The next morning, I walked back down on my own for another look at the Adélies. I passed Shackleton's hut, stumbling slightly on the stubbly volcanic rock streaked white with old guano. A skua down in a hollow began beating its wings and scolding me. When it saw it had my attention it took off, flapping in an unnecessarily showy way. Beyond it I could just see the egg on the ground that it was trying to distract me from.

I steered politely away and continued down to the colony, where I found a warm spot out of the wind. I was careful not to get too close to the penguins. The Antarctic Treaty forbids you from approaching any wildlife here—though it's OK if they come up to you. (To do the work that David and all the other researchers do here requires careful scientific justification and vast numbers of forms and permits. Even to visit here I had to be included on one of his permits, but after what he said I had no intention of violating the penguins' personal space, or, indeed, their sense of self.)

My vantage point was surprisingly restful. Most of the penguins were lying on nests, chattering vaguely to themselves. Occasionally, a bird trotted by for what I now recognised as a nest relief. Several were returning to empty nests. Thanks to the blocking sea ice the journey for food had taken too long. Their mates had finally given up and left, the eggs had been stolen by skuas, and most of the stones had been spirited away by other penguins. All that was left was a slight hollow in the rocks and a pitiful few stones that nobody else wanted. But the incoming birds sat there anyway. Occasionally one would stand and stretch its body and neck until it was comically elongated and then snapped back like a rubber band into the normal penguin shape. Then it would flap its flippers madly. This curious ritual passed in waves throughout the colony, as contagious as a yawn.

From where I sat, I could see a lone penguin heading off for food. It looked very thin. Perhaps it was one of the males that had just been relieved. If so, he hadn't wasted much time getting out of there. I watched as he skipped down the slope and hopped over on to the sea ice. He looked like one of the seven dwarfs, on his way to work. Chest thrust out, flippers held out rigidly for balance, he trotted busily along, rocking from side to side, the embodiment of industry and effort. Hi ho, hi ho.

Yesterday evening, over camp dinner, I'd reminded David of Apsley Cherry-Garrard's comment that no creature on Earth had a more miserable existence than an emperor penguin. I'd said that all Antarctic penguins seemed to have a tough life, and I wouldn't like to be reincarnated as any of them.
◆ ◆ ◆ ◆ ◆
> **Actions to take**:
a: In the penguin passage, what made the trip for food take too long?
b: Using the penguin passage, list everything that had happened at the nests of birds coming back to empty ones.
c: Continue the penguin passage from its last sentence.

> **Dataset rows showing where objects appear**:
◆ ◆ ◆ ◆ ◆
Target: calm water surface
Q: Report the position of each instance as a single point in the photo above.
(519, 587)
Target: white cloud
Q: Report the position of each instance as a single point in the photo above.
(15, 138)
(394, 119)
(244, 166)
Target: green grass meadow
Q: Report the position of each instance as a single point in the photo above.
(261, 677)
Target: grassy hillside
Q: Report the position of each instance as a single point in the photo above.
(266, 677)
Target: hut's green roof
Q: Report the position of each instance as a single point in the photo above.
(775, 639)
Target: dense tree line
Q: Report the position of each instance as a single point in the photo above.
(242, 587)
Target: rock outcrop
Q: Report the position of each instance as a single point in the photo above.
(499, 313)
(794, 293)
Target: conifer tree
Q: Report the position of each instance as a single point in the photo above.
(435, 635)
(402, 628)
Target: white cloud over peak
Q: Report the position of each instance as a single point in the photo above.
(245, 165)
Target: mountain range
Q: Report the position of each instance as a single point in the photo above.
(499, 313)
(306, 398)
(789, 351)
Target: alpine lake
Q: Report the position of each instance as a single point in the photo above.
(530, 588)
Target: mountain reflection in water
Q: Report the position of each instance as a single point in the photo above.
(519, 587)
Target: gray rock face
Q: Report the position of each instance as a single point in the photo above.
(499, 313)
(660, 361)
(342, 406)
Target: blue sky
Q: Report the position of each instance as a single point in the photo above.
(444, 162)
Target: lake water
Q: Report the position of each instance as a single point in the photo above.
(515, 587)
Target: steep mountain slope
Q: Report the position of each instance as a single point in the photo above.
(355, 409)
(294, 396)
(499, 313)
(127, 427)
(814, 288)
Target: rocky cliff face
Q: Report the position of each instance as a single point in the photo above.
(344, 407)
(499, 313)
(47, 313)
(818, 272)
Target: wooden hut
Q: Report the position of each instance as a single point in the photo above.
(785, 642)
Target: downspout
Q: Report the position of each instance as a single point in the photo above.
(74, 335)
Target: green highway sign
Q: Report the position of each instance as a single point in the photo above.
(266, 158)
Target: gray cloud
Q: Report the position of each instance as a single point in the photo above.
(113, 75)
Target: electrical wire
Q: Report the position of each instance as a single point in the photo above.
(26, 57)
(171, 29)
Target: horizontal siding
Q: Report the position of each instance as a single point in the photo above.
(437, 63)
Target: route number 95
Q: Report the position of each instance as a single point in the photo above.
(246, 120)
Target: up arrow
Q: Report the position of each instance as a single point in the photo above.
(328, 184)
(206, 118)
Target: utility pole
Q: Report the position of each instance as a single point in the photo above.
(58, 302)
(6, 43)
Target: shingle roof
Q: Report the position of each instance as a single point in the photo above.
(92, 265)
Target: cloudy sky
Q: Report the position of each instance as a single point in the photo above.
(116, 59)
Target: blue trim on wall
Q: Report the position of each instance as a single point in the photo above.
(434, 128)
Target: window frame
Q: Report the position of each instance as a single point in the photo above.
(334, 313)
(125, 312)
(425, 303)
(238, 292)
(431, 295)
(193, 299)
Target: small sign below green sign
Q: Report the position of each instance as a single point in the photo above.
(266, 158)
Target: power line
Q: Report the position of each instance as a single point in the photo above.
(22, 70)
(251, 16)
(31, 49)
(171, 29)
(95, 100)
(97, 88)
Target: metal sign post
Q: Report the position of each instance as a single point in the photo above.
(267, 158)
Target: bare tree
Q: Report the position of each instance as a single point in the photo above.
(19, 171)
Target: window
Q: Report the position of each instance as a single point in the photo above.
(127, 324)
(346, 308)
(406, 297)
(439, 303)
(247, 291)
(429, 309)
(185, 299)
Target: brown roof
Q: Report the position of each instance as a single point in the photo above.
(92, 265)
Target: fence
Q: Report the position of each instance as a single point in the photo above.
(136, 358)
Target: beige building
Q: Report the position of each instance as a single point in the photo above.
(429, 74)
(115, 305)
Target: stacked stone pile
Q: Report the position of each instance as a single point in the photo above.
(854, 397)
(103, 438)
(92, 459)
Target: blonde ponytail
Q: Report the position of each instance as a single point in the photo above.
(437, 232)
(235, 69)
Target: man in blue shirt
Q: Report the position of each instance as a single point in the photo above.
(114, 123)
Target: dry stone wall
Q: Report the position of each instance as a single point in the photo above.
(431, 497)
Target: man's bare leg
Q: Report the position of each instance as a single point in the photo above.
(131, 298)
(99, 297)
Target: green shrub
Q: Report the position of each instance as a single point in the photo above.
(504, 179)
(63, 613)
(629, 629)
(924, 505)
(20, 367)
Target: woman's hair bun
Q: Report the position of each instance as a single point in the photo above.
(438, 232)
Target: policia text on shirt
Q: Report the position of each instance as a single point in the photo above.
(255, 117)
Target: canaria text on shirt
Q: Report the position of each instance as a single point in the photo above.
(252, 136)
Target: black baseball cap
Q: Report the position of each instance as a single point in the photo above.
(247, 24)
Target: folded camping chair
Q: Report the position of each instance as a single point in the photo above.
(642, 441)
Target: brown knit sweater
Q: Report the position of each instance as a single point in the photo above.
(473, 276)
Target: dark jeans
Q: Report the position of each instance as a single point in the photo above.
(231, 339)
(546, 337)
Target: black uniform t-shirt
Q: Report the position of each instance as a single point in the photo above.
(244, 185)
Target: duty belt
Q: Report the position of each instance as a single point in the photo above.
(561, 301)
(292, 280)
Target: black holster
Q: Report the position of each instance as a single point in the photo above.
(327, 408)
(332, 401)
◆ ◆ ◆ ◆ ◆
> **Task-by-task outputs**:
a: The blocking sea ice.

b:
- Their mates had given up and left.
- Skuas had stolen the eggs.
- Other penguins had taken most of the stones.

c:
‘It's definitely you against the world if you're an Adélie,' David had replied. ‘There's a lot of things conspiring to extinguish your life force. You've got the ice, the ocean, big waves. You're trying to negotiate your way back to your colony, and land on a beach that's being pummelled by ice chunks that weigh tonnes, and there are leopard seals hanging around wanting to eat you. Even back at the colony you still have to worry about stone thieves and skuas, and when, or whether, your mate will come back to relieve you. But I dunno. They seem to smile a lot. They're probably happy.'

‘Even this year, when all their efforts are doomed by the iceberg?'

‘You feel sorry for the parents who are doing their best to replace themselves. They don't know it, but I know that it's impossible. You can't just tell them, “You should just hang out now, relax, try again next year.” It can be a little sad.'

Now I watched as the black spot grew smaller against the ice, taking the first steps of his thirty-kilometre round trip. There was something idiotically noble and, yes, almost human, about this endeavour, this appalling bloody-mindedness. There was no chance that there would be anything left to play for when he returned but he was doing it anyway. I remembered now what David said to me when I first arrived: ‘Penguins have no selfdoubt.' Trot trot trot, he went. Trot trot trot.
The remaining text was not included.